### RAW DATA

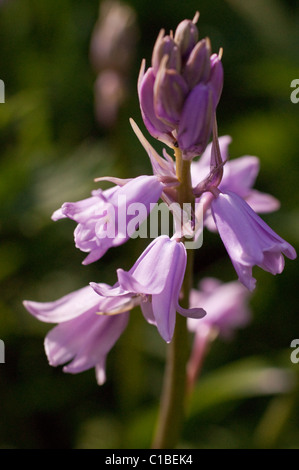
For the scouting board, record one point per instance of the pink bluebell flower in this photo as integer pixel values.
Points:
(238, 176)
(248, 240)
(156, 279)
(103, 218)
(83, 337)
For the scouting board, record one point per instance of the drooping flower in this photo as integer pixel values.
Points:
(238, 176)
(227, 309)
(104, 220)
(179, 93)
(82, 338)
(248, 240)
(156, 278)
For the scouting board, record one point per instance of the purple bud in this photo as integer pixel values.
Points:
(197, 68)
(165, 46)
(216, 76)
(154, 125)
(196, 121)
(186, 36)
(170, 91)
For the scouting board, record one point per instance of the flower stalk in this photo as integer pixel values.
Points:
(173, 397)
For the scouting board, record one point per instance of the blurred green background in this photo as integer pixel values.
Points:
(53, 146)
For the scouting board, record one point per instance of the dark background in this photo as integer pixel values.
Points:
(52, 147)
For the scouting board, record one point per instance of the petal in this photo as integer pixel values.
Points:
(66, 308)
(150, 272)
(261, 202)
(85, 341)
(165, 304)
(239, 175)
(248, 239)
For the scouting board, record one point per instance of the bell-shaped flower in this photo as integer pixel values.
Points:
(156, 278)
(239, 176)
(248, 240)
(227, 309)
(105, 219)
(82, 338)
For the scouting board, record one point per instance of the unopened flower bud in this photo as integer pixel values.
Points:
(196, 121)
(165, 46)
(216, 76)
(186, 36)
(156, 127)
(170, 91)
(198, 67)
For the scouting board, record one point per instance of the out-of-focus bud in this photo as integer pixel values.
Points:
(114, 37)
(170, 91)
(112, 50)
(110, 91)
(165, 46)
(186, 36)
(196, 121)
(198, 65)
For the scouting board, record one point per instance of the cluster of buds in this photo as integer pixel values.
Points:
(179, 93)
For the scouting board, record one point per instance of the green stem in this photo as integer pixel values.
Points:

### DIRECTIONS
Please update these lines by changing "scouting board" to "field survey" everywhere it occurs, keeping everything else the same, and leave the pictures out of your answer.

### WRITTEN SOLUTION
For the field survey, record one point per instance of the pink bluebell flower in this photo as integer pixel values.
Points:
(238, 176)
(248, 240)
(156, 279)
(103, 218)
(83, 337)
For the field survey, record one point per instance of the drooping flower in this photo as integer pixel values.
Points:
(238, 176)
(227, 309)
(104, 220)
(179, 93)
(82, 338)
(248, 240)
(156, 278)
For the field survey, record one point per instance of the purple bud in this photo as integer pixel values.
Points:
(197, 68)
(165, 46)
(216, 76)
(154, 125)
(196, 121)
(186, 36)
(170, 91)
For the field survey, record one point per instance of the flower stalk in this photo as integer pixel values.
Points:
(173, 397)
For the field survey, record one point per instance of the blurred green background in this photo as integer pixel values.
Points:
(53, 146)
For the field survey, record one point per instance of the dark background in this photo as integer pixel values.
Points:
(52, 147)
For the field survey, record one point per instance of the petal in this photo as integer pixel values.
Points:
(66, 308)
(150, 272)
(261, 202)
(85, 341)
(165, 304)
(239, 175)
(248, 239)
For the field survey, record one point per instance of the bell-shaped flower in this photo as integer pixel values.
Points:
(156, 278)
(239, 176)
(248, 240)
(227, 309)
(105, 219)
(82, 338)
For the field survey, record one point per instance of the unopened flower bud in this photo as integer pixel values.
Points:
(196, 121)
(165, 46)
(216, 76)
(186, 36)
(156, 127)
(170, 91)
(198, 67)
For the field survey, record one point per instance of the out-of-focus bud in this photo as integer pixel values.
Points:
(114, 37)
(170, 91)
(112, 50)
(110, 91)
(165, 46)
(186, 36)
(196, 121)
(198, 65)
For the field survey, record one point per instance of the cluster of buds in this photo as integer pixel values.
Points:
(179, 93)
For the field survey, record one point per instance of the green stem in this photo as integer pixel values.
Points:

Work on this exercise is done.